In the records below, find the line containing "Where can you see the tall"; copy exactly that line and all lines after it to the end, and nothing else.

Records from a point labeling set
▽
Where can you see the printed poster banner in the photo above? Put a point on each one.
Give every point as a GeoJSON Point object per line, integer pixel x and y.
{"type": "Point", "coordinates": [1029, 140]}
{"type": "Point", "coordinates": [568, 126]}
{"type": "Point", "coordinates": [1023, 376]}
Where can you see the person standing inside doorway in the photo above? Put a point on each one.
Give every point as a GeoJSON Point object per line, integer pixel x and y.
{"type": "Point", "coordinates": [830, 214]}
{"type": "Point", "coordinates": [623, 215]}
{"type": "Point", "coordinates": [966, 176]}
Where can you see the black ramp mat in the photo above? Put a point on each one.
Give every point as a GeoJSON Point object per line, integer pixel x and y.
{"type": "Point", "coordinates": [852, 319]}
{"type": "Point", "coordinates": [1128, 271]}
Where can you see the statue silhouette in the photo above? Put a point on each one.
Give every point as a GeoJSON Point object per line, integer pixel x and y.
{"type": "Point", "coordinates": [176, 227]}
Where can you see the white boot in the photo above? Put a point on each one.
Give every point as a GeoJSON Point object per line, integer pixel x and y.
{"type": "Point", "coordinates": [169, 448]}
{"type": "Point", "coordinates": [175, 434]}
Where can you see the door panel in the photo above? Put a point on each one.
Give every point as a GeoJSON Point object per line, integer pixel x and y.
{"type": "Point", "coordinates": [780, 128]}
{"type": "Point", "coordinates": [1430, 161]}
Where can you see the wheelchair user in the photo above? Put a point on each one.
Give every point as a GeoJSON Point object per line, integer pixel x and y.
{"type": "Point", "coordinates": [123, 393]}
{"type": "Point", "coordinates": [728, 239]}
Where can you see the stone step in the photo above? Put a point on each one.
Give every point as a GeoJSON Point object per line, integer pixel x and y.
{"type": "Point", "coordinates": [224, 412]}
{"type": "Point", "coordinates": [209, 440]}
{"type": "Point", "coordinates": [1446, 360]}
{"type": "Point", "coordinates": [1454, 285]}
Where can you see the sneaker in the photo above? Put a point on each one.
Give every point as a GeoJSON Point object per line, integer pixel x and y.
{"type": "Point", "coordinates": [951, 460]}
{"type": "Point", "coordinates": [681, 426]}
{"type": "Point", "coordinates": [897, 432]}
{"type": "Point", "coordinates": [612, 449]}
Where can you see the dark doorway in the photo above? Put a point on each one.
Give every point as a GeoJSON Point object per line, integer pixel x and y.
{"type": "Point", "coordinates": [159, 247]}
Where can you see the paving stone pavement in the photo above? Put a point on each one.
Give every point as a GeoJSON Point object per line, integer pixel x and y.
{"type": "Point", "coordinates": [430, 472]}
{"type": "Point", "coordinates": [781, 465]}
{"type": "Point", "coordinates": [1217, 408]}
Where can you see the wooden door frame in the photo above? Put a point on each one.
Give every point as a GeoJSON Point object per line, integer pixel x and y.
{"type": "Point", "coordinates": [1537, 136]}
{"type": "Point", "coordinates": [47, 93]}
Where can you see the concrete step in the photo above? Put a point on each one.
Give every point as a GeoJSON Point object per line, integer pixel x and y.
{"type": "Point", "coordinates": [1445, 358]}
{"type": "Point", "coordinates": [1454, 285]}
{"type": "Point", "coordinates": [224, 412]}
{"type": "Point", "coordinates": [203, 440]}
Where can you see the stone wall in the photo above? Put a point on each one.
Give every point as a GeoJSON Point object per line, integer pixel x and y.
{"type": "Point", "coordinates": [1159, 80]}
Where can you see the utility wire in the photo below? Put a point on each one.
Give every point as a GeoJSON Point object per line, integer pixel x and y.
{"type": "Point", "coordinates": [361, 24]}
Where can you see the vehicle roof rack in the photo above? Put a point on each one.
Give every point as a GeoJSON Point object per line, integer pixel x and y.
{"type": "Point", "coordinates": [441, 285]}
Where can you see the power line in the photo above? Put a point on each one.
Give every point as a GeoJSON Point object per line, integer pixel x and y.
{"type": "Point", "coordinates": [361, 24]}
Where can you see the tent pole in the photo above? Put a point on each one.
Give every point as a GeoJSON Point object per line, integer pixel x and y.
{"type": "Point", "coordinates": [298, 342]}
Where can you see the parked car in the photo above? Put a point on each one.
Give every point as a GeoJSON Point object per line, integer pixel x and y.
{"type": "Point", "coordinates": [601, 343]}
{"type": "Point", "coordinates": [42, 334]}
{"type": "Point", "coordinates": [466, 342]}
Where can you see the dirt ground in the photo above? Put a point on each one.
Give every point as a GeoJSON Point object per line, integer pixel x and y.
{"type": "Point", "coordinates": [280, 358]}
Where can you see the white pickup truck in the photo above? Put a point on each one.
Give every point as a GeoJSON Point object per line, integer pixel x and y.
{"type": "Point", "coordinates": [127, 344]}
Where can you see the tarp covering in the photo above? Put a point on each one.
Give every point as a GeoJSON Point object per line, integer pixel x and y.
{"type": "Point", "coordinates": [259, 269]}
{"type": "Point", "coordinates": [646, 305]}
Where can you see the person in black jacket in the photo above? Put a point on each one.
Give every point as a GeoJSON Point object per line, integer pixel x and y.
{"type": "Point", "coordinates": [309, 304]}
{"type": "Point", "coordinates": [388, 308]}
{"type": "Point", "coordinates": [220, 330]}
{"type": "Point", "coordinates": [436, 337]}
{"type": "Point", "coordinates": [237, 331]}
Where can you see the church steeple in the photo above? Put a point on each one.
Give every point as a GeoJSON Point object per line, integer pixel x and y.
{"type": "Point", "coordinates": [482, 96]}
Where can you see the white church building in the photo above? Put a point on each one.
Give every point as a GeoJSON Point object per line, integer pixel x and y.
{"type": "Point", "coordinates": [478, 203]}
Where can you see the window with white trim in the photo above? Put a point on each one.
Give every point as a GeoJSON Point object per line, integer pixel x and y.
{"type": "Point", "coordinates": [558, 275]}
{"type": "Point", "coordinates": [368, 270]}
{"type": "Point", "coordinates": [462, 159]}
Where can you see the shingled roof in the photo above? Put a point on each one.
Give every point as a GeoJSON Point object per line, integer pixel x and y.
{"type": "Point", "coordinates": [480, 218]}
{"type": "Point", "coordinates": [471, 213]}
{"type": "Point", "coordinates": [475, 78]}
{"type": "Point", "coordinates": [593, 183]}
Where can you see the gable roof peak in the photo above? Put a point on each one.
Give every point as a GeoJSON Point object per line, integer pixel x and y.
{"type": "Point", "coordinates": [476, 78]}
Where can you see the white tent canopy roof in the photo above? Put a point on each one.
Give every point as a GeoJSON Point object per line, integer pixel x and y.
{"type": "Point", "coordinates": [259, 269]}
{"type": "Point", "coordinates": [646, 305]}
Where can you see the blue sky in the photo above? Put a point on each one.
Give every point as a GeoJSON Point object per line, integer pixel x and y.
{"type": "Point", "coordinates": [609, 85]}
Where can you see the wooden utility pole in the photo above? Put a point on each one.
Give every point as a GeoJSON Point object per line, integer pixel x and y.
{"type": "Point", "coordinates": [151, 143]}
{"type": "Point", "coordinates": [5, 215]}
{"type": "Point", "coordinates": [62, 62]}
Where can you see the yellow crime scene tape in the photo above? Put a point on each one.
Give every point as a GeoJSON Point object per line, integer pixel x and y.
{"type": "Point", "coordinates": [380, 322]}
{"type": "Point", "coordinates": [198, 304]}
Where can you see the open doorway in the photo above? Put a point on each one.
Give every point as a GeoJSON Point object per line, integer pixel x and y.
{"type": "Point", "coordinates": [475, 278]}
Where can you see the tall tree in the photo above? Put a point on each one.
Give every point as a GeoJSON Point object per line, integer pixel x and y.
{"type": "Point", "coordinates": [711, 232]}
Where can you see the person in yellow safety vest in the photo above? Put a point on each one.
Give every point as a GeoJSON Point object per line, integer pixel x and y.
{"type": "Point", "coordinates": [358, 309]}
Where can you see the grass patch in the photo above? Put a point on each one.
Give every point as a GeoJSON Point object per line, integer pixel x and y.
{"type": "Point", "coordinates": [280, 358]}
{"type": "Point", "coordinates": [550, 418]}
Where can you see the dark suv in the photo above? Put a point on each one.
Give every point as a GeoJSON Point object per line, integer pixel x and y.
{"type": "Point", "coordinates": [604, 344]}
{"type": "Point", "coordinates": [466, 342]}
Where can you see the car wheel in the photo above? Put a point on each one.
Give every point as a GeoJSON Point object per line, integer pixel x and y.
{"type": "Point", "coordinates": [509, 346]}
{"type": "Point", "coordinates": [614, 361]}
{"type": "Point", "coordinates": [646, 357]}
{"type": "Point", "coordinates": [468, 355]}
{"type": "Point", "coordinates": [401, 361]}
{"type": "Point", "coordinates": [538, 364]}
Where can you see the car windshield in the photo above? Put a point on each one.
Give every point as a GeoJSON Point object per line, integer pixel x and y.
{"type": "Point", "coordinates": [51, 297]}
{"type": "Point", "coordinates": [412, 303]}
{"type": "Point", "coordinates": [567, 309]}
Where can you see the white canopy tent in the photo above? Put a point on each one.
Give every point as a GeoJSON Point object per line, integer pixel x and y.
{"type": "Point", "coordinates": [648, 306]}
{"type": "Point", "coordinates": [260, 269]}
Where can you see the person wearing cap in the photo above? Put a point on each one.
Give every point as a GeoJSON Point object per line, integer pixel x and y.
△
EXPECTED OUTPUT:
Where can you see the tall tree in the photo above? Put a point on each one.
Give every point as a GeoJSON Point object per line, integer pixel x and y.
{"type": "Point", "coordinates": [711, 232]}
Where can you see the person in yellow safety vest in the photo above? Put a point on each one.
Give every point as a GeoJSON Point object per line, integer pixel x and y.
{"type": "Point", "coordinates": [358, 309]}
Where can you see the grass patch in the photo above? Put a point on each one.
Give every point as a GeoJSON Point object per line, integer pixel x and y.
{"type": "Point", "coordinates": [280, 358]}
{"type": "Point", "coordinates": [550, 418]}
Where can you see the dark suv in the photo above? Put a point on each one.
Give every point as a GeoJSON Point object per line, integer pixel x and y.
{"type": "Point", "coordinates": [604, 344]}
{"type": "Point", "coordinates": [466, 342]}
Where can you see the car wheel in the photo above? Put a point on each one.
Give every point as a GeoJSON Point object per line, integer pixel x and y.
{"type": "Point", "coordinates": [509, 346]}
{"type": "Point", "coordinates": [614, 361]}
{"type": "Point", "coordinates": [646, 357]}
{"type": "Point", "coordinates": [468, 355]}
{"type": "Point", "coordinates": [401, 361]}
{"type": "Point", "coordinates": [538, 364]}
Where can you see the car windshield in the photo above? Put a point on each one.
Give every point as a GeoJSON Point object per line, integer pixel x and y.
{"type": "Point", "coordinates": [51, 297]}
{"type": "Point", "coordinates": [412, 303]}
{"type": "Point", "coordinates": [567, 309]}
Where can you see the white canopy tent in the photo above? Put a point on each one.
Give every point as a GeoJSON Point object per line, integer pixel x and y.
{"type": "Point", "coordinates": [648, 306]}
{"type": "Point", "coordinates": [260, 269]}
Where can you see the person wearing cap in the photo above? Put a point on each one.
Give every point as a GeoJSON Point object per line, integer pixel x and y.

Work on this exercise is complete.